Instrucción dada:
¿Puedes reescribir todos los ítems cambiando "trench coat" por "raincoat" y dejando todo lo demás igual?

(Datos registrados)
════
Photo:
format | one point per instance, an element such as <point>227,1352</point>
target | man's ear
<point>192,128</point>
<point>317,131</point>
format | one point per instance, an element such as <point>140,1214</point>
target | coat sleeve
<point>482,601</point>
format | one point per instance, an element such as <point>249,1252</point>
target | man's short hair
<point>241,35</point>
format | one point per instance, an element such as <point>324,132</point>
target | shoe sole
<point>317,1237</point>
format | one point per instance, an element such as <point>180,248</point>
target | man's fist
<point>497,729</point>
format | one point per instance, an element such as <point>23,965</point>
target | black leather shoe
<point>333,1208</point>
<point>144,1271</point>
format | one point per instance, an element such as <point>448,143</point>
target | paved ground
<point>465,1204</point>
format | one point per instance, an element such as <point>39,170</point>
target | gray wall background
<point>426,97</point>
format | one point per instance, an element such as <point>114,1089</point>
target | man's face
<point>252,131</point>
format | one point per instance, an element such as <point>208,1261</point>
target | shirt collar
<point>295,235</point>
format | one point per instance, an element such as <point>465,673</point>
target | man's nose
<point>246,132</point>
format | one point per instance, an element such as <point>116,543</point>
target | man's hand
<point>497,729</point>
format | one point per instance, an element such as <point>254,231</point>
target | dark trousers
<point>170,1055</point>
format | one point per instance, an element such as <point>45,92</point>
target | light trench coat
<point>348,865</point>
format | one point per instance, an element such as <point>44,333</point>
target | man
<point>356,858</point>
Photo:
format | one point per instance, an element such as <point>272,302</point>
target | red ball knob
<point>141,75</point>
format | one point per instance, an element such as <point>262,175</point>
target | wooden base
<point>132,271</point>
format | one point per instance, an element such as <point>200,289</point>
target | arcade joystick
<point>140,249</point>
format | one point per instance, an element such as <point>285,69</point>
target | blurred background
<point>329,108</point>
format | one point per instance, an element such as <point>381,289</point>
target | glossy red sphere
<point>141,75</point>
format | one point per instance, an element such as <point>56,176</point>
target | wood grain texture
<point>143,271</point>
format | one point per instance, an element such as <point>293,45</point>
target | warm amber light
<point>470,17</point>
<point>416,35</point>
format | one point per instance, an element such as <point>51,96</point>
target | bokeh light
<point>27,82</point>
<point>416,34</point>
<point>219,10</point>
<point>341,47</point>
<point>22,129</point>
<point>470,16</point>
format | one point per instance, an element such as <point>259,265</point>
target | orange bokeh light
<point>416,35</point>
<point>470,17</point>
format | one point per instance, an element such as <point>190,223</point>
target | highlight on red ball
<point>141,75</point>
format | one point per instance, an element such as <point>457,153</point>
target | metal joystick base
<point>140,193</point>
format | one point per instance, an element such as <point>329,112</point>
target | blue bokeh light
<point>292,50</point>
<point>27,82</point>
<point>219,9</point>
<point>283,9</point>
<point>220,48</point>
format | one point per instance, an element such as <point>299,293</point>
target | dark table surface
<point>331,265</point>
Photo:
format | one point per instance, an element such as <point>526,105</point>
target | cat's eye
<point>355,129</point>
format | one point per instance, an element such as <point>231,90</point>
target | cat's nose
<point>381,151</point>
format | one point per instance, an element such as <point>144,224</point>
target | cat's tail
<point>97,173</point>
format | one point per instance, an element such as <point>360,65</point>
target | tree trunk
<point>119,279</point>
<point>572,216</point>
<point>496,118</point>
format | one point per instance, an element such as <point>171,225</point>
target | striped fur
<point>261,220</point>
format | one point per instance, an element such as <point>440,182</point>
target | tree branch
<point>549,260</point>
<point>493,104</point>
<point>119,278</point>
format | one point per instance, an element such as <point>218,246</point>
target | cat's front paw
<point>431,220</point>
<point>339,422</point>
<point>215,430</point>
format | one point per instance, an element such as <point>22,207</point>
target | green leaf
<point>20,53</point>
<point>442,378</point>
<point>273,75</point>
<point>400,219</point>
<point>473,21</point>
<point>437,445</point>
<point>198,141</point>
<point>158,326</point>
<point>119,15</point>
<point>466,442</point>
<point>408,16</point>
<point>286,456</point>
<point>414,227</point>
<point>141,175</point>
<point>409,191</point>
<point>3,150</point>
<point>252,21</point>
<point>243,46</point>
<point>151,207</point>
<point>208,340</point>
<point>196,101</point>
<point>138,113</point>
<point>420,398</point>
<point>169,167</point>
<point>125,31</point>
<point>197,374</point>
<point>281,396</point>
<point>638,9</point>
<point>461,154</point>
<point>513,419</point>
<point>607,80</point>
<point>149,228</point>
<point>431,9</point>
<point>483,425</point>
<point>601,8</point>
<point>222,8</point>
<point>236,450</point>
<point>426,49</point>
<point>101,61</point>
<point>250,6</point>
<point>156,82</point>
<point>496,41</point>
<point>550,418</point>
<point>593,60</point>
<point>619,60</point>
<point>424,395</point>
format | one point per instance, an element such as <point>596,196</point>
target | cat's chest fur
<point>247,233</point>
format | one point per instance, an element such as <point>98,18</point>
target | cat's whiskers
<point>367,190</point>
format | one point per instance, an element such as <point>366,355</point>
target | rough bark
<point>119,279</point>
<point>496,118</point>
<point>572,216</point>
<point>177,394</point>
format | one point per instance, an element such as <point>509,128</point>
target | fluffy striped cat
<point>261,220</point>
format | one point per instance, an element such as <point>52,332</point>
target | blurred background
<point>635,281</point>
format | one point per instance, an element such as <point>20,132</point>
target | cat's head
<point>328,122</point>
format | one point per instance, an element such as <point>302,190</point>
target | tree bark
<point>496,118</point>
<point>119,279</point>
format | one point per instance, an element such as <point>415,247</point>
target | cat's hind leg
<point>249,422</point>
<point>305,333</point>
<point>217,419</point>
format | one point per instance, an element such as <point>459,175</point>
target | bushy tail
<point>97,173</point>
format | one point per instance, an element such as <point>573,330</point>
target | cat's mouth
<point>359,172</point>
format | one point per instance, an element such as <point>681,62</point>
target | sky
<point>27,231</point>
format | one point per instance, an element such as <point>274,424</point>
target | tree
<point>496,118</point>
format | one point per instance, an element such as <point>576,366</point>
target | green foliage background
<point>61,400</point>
════
La respuesta:
Photo:
format | one point per instance, an element such as <point>227,1352</point>
target | man's ear
<point>192,128</point>
<point>317,131</point>
format | one point per instance, an element such as <point>140,1214</point>
target | coat sleeve
<point>482,601</point>
format | one point per instance, an element such as <point>249,1252</point>
target | man's short hair
<point>241,35</point>
format | one point per instance, an element such as <point>324,132</point>
target | shoe sole
<point>317,1237</point>
format | one point per instance, an element such as <point>180,248</point>
target | man's fist
<point>497,729</point>
format | one point per instance, an element such as <point>23,965</point>
target | black leather shoe
<point>333,1208</point>
<point>144,1271</point>
format | one point per instance, an element such as <point>448,143</point>
target | paved ground
<point>465,1204</point>
format | one point per instance, an element such as <point>39,170</point>
target | gray wall background
<point>426,97</point>
format | one point per instance, an element such as <point>114,1089</point>
target | man's face
<point>252,131</point>
format | one point per instance, an element such as <point>208,1261</point>
target | shirt collar
<point>295,235</point>
format | one point per instance, an element such as <point>465,673</point>
target | man's nose
<point>246,132</point>
format | one point per instance, an element such as <point>116,543</point>
target | man's hand
<point>497,729</point>
format | one point per instance, an element such as <point>254,231</point>
target | dark trousers
<point>170,1055</point>
format | one point per instance, an element such as <point>45,92</point>
target | light raincoat
<point>348,865</point>
format | one point per instance, an element such as <point>44,333</point>
target | man
<point>356,858</point>
Photo:
format | one point per instance, an element such as <point>272,302</point>
target | red ball knob
<point>141,75</point>
format | one point per instance, an element such as <point>262,175</point>
target | wooden base
<point>132,271</point>
format | one point per instance, an element such as <point>200,289</point>
target | arcade joystick
<point>140,249</point>
format | one point per instance, an element such as <point>285,69</point>
target | blurred background
<point>329,108</point>
format | one point per instance, an element such as <point>381,289</point>
target | glossy red sphere
<point>141,75</point>
format | one point per instance, an element such as <point>56,176</point>
target | wood grain texture
<point>143,271</point>
format | one point per instance, an element such as <point>293,45</point>
target | warm amber light
<point>470,17</point>
<point>416,35</point>
format | one point per instance, an element such as <point>51,96</point>
target | bokeh light
<point>27,82</point>
<point>416,34</point>
<point>219,10</point>
<point>341,47</point>
<point>22,129</point>
<point>470,16</point>
format | one point per instance, an element such as <point>259,265</point>
target | orange bokeh light
<point>416,35</point>
<point>470,17</point>
format | one point per instance, an element such as <point>190,223</point>
target | highlight on red ball
<point>141,75</point>
format | one point per instance, an element such as <point>457,153</point>
target | metal joystick base
<point>140,193</point>
format | one point per instance, an element such as <point>329,112</point>
target | blue bokeh light
<point>292,50</point>
<point>27,82</point>
<point>219,9</point>
<point>283,9</point>
<point>220,48</point>
format | one point per instance, an element such as <point>299,293</point>
target | dark table surface
<point>331,265</point>
Photo:
format | one point per instance, an element such as <point>526,105</point>
target | cat's eye
<point>355,129</point>
format | one point per instance, an element such as <point>231,90</point>
target | cat's nose
<point>381,151</point>
format | one point per instance, an element such as <point>144,224</point>
target | cat's tail
<point>97,173</point>
format | one point per instance, an element such as <point>360,65</point>
target | tree trunk
<point>119,279</point>
<point>572,216</point>
<point>496,118</point>
format | one point per instance, an element such as <point>171,225</point>
target | striped fur
<point>261,220</point>
format | one point per instance, an element such as <point>440,182</point>
target | tree branch
<point>549,260</point>
<point>493,104</point>
<point>119,278</point>
format | one point per instance, an element such as <point>218,246</point>
target | cat's front paw
<point>431,220</point>
<point>339,422</point>
<point>215,430</point>
format | one point per instance, an element such as <point>22,207</point>
target | green leaf
<point>20,53</point>
<point>442,378</point>
<point>273,75</point>
<point>400,219</point>
<point>473,21</point>
<point>437,445</point>
<point>198,141</point>
<point>158,326</point>
<point>119,15</point>
<point>466,442</point>
<point>408,16</point>
<point>286,456</point>
<point>414,227</point>
<point>141,175</point>
<point>409,191</point>
<point>3,150</point>
<point>252,21</point>
<point>243,46</point>
<point>151,207</point>
<point>208,340</point>
<point>196,101</point>
<point>138,113</point>
<point>420,398</point>
<point>169,167</point>
<point>125,31</point>
<point>197,374</point>
<point>281,396</point>
<point>638,9</point>
<point>461,154</point>
<point>513,419</point>
<point>607,80</point>
<point>149,228</point>
<point>431,9</point>
<point>483,425</point>
<point>601,8</point>
<point>222,8</point>
<point>236,450</point>
<point>426,49</point>
<point>101,61</point>
<point>250,6</point>
<point>156,82</point>
<point>496,41</point>
<point>550,418</point>
<point>593,60</point>
<point>619,60</point>
<point>424,395</point>
format | one point per instance, an element such as <point>596,196</point>
target | cat's chest fur
<point>247,233</point>
format | one point per instance, an element such as <point>98,18</point>
target | cat's whiskers
<point>367,190</point>
format | one point per instance, an element such as <point>366,355</point>
target | rough bark
<point>119,279</point>
<point>496,118</point>
<point>572,216</point>
<point>177,394</point>
format | one point per instance, an element such as <point>509,128</point>
target | fluffy striped cat
<point>261,220</point>
format | one point per instance, an element such as <point>52,332</point>
target | blurred background
<point>635,281</point>
format | one point per instance, an element such as <point>20,132</point>
target | cat's head
<point>328,122</point>
format | one point per instance, an element such as <point>302,190</point>
target | tree bark
<point>496,118</point>
<point>119,279</point>
format | one point per instance, an element such as <point>415,247</point>
target | cat's hind leg
<point>249,422</point>
<point>305,333</point>
<point>217,419</point>
format | one point per instance, an element such as <point>459,175</point>
target | bushy tail
<point>97,173</point>
format | one point per instance, an element such as <point>573,330</point>
target | cat's mouth
<point>359,172</point>
format | one point per instance, an element such as <point>681,62</point>
target | sky
<point>27,231</point>
format | one point per instance, an element such as <point>274,424</point>
target | tree
<point>496,118</point>
format | one point per instance, an element such as <point>576,366</point>
target | green foliage background
<point>61,400</point>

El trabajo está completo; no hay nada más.